The New York Times – “An independent audit faulted the social network for allowing hate speech and disinformation to thrive — potentially posing a threat to the November elections. Auditors handpicked by Facebook to examine its policies said that the company had not done enough to protect people on the platform from discriminatory posts and ads and that its decisions to leave up President Trump’s inflammatory posts were “significant setbacks for civil rights.” The 89-page audit put Facebook in an awkward position as the presidential campaign heats up. The report gave fuel to the company’s detractors, who said the site had allowed hate speech and misinformation to flourish. The audit also placed the social network in the spotlight for an issue it had worked hard to avoid since the 2016 election: That it may once again be negatively influencing American voters. Now Facebook has to decide whether its approach to hateful speech and noxious content — which was to leave it alone in the name of free expression — remains tenable. And that decision puts pressure on Mark Zuckerberg, Facebook’s chief executive, who has repeatedly said that his company was not an arbiter of truth and that it would not police politicians’ posts…”

# # # # # # #

◆ EXERCISE:
Summarize the news excerpt about the Facebook audit in two sentences.

# # # # # # #

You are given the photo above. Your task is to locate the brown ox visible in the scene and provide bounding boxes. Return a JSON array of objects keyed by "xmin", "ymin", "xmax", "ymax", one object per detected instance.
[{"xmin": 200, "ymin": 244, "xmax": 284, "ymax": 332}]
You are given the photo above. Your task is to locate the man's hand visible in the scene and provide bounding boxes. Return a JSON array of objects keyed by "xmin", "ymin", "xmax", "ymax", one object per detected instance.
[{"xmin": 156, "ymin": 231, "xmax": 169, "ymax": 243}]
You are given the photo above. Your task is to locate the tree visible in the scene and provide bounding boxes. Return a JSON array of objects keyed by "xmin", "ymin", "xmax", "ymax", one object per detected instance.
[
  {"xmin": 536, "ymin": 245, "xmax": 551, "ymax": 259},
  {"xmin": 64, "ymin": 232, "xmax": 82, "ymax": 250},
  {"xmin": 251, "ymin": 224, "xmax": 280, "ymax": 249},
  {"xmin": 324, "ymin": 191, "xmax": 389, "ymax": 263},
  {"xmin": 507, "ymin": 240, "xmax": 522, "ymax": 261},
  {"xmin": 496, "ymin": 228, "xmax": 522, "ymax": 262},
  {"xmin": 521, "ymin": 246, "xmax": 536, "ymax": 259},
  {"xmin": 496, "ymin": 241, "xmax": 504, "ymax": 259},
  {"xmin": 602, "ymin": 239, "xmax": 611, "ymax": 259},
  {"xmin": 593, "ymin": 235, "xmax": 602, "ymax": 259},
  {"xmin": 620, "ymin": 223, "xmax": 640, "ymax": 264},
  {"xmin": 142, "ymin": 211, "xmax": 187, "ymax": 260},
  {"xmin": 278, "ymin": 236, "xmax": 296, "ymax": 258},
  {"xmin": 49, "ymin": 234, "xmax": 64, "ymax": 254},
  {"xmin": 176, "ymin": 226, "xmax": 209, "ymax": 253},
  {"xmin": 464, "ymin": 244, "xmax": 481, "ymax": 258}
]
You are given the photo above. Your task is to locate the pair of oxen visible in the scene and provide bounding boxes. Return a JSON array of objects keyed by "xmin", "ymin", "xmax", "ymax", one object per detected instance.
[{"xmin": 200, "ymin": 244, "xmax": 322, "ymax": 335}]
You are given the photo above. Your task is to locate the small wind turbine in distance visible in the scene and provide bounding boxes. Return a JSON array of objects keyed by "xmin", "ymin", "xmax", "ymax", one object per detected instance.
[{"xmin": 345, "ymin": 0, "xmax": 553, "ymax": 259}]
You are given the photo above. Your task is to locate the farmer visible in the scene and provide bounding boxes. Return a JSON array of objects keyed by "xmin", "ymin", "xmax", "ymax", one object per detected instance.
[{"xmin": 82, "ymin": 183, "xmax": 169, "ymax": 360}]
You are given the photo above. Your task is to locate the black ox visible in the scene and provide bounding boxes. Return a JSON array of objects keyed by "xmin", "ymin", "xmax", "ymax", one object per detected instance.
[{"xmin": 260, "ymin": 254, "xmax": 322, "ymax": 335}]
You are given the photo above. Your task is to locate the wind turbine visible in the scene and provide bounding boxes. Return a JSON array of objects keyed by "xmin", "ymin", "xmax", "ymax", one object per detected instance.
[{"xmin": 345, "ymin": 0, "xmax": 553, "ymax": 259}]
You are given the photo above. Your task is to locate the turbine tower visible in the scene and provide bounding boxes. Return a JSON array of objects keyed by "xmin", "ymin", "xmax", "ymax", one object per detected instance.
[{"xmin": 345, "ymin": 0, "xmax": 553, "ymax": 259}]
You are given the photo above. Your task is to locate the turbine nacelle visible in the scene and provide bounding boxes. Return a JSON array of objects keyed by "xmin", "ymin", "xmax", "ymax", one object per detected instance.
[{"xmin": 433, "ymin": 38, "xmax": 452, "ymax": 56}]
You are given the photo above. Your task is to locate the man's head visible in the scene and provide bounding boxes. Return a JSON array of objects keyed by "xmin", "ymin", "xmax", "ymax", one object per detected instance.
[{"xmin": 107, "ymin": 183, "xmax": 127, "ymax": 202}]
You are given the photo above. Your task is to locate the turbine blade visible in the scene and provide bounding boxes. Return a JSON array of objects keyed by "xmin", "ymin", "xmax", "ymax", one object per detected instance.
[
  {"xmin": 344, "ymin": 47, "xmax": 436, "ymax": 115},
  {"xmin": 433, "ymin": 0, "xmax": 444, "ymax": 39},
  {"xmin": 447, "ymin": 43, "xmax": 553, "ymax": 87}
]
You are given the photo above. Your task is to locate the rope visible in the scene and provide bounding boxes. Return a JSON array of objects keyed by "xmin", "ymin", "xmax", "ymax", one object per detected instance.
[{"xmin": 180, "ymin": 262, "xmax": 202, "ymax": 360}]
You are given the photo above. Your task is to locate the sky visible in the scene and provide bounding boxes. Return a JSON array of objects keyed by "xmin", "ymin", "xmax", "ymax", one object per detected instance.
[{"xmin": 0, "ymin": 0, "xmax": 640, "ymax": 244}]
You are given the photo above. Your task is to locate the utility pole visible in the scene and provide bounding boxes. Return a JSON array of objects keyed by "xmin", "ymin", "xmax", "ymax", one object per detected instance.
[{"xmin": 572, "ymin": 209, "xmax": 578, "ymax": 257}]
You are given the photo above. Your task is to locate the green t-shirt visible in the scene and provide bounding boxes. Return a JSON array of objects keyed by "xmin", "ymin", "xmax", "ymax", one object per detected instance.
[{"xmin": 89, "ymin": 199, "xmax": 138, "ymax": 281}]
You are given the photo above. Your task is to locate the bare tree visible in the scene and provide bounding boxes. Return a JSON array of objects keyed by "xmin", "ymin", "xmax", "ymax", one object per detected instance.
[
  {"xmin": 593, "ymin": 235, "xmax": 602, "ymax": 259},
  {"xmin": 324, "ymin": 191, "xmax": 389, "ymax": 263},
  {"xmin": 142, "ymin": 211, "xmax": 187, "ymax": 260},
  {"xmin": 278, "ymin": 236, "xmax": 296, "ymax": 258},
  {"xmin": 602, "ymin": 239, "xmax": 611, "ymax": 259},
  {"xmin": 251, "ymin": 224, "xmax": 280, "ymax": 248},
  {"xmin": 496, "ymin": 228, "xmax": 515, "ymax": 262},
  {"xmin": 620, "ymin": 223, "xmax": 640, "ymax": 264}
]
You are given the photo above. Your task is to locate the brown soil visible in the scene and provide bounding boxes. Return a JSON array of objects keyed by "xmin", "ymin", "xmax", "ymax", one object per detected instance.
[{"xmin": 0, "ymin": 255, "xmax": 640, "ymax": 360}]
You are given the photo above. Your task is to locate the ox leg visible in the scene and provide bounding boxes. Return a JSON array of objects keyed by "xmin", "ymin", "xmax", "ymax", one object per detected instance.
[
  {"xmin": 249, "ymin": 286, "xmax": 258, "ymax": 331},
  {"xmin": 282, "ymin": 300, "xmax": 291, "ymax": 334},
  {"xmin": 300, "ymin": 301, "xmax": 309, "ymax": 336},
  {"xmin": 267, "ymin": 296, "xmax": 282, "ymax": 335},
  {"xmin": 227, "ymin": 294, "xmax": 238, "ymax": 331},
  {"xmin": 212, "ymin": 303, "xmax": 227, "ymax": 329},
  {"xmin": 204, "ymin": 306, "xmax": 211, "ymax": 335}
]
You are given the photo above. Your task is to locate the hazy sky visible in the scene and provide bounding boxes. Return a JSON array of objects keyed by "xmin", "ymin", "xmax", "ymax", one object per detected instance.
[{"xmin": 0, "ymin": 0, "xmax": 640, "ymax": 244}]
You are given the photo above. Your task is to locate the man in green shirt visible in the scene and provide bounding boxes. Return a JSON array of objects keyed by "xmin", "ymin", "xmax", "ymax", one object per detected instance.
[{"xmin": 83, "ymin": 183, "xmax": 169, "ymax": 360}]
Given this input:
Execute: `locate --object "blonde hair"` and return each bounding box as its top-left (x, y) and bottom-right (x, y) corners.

# # # # # # #

◆ EXERCISE RESPONSE:
Auditors handpicked by Facebook produced an 89-page audit saying the company had not done enough to protect people from discriminatory posts and ads, and that its decisions to leave up President Trump's inflammatory posts were "significant setbacks for civil rights." The report put Facebook in an awkward position as the presidential campaign heats up, and it pressures Mark Zuckerberg, who has said his company is not an arbiter of truth, to decide whether leaving hateful content alone in the name of free expression remains tenable.